Supplied entries =
=== Begin Enclosure ===

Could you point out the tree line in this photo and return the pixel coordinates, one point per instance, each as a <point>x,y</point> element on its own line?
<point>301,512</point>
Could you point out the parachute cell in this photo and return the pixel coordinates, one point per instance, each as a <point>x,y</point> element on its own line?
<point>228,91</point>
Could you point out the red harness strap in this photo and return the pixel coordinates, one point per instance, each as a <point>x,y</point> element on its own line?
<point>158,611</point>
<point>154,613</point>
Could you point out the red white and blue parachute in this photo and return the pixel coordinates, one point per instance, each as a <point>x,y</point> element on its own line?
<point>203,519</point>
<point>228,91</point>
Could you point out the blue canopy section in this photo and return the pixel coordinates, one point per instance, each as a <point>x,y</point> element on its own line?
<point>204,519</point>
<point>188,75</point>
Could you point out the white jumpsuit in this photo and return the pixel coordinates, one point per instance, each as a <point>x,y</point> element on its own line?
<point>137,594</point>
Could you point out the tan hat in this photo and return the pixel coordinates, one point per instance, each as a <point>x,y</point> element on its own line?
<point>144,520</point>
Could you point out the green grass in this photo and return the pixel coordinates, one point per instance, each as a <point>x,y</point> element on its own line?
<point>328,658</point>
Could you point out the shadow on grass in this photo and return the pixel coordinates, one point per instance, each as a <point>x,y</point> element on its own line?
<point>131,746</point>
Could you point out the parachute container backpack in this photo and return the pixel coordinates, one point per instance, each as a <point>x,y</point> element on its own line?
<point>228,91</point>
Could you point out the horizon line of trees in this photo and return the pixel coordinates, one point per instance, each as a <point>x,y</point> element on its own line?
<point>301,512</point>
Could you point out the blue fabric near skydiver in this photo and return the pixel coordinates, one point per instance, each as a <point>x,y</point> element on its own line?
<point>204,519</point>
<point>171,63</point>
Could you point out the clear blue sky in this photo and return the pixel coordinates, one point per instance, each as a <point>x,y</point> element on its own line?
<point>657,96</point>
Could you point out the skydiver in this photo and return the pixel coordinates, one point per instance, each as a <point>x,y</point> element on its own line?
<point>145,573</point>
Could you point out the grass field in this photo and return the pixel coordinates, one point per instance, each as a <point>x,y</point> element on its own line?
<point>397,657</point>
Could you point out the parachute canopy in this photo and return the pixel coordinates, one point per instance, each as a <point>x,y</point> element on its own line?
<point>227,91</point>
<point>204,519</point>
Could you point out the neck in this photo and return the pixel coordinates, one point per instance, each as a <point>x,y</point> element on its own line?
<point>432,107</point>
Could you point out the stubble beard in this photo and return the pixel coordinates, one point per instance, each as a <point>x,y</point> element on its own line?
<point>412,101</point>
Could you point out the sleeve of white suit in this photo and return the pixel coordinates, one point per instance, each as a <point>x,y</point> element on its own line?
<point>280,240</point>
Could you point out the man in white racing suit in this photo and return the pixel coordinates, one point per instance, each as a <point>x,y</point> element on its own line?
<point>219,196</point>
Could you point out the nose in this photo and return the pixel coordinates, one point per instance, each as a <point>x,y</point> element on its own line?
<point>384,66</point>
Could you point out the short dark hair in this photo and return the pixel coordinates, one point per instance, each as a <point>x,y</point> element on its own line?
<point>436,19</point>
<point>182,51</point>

=== End Enclosure ===

What needs to be done = Without dropping a single line, output the records above exactly.

Result =
Could you point out the tree line in this photo and return the pixel coordinates, one point per instance, each as a <point>x,y</point> element on its own line?
<point>301,512</point>
Could you point out the parachute cell in this photo and return the pixel coordinates, one point per instance, each as a <point>x,y</point> element on its own line?
<point>228,91</point>
Could you point out the red harness strap in this photo and return the pixel coordinates, one point per instance, each as a <point>x,y</point> element on its own line?
<point>158,611</point>
<point>154,613</point>
Could you point out the red white and blue parachute in this photo and return the pixel coordinates, one point per instance, each as a <point>x,y</point> element on its own line?
<point>203,519</point>
<point>228,91</point>
Could you point out the blue canopy section in this photo and return the pixel coordinates, one point per instance, each as a <point>x,y</point> element on its own line?
<point>204,519</point>
<point>188,75</point>
Could you point out the white jumpsuit in this photo and return the pixel coordinates, one point per instance, each as a <point>x,y</point> element on its own line?
<point>137,594</point>
Could you point out the tan hat in this photo and return the pixel coordinates, one point per instance, each as a <point>x,y</point> element on its own line?
<point>144,520</point>
Could you point out the green grass in this photo and return the pixel coordinates, one point per instance, each as a <point>x,y</point> element on its own line?
<point>328,658</point>
Could you point out the shadow on grass in this photo and return the pixel coordinates, one point per instance, each as a <point>x,y</point> element on its own line?
<point>131,746</point>
Could you point out the parachute container backpack in this photo and return the pixel coordinates, one point per instance, each as a <point>x,y</point> element on its own line?
<point>228,91</point>
Could you point out the horizon line of trees in this photo and return the pixel coordinates, one point per instance, each as a <point>x,y</point> element on its own line?
<point>301,512</point>
Could you point out the blue fabric near skydiver in this photo and return the pixel coordinates, one point per instance, each as a <point>x,y</point> element on its own line?
<point>204,519</point>
<point>171,63</point>
Could you point out the clear blue sky in this photo and return the pixel coordinates, one point per instance, each as a <point>x,y</point> element on its own line?
<point>657,96</point>
Could you point out the skydiver in this photo and return the pixel coordinates, one point per instance, each as a <point>x,y</point> element on its own line?
<point>145,573</point>
Could you point out the grass field in this photo and return the pixel coordinates, one point per instance, each as a <point>x,y</point> element on its own line?
<point>397,657</point>
Could you point out the parachute canopy in this photo and return the pixel coordinates, one point per instance, each as a <point>x,y</point> element on its own line?
<point>227,91</point>
<point>204,519</point>
Could you point out the neck in this photo and return the pixel coordinates, one point per instance, each as a <point>x,y</point> element on its own line?
<point>432,107</point>
Could you point out the stubble beard in this photo and return the pixel coordinates, one point per instance, each as a <point>x,y</point> element on its own line?
<point>412,101</point>
Could you point out the sleeve of white suit in this photo and return the pixel coordinates, one point per instance, each as a <point>x,y</point> element on its own line?
<point>280,240</point>
Could you point out the man in white racing suit in this photo and return the pixel coordinates, one point per instance, each as a <point>x,y</point> element on its own line?
<point>219,196</point>
Could you point out the nose in this photo and return the pixel coordinates, one point per instance, each as a <point>x,y</point> element on its own line?
<point>384,66</point>
Could you point out the short dark hair in this photo and return the pixel coordinates, one point per instance, each as a <point>x,y</point> element on its own line?
<point>436,19</point>
<point>182,51</point>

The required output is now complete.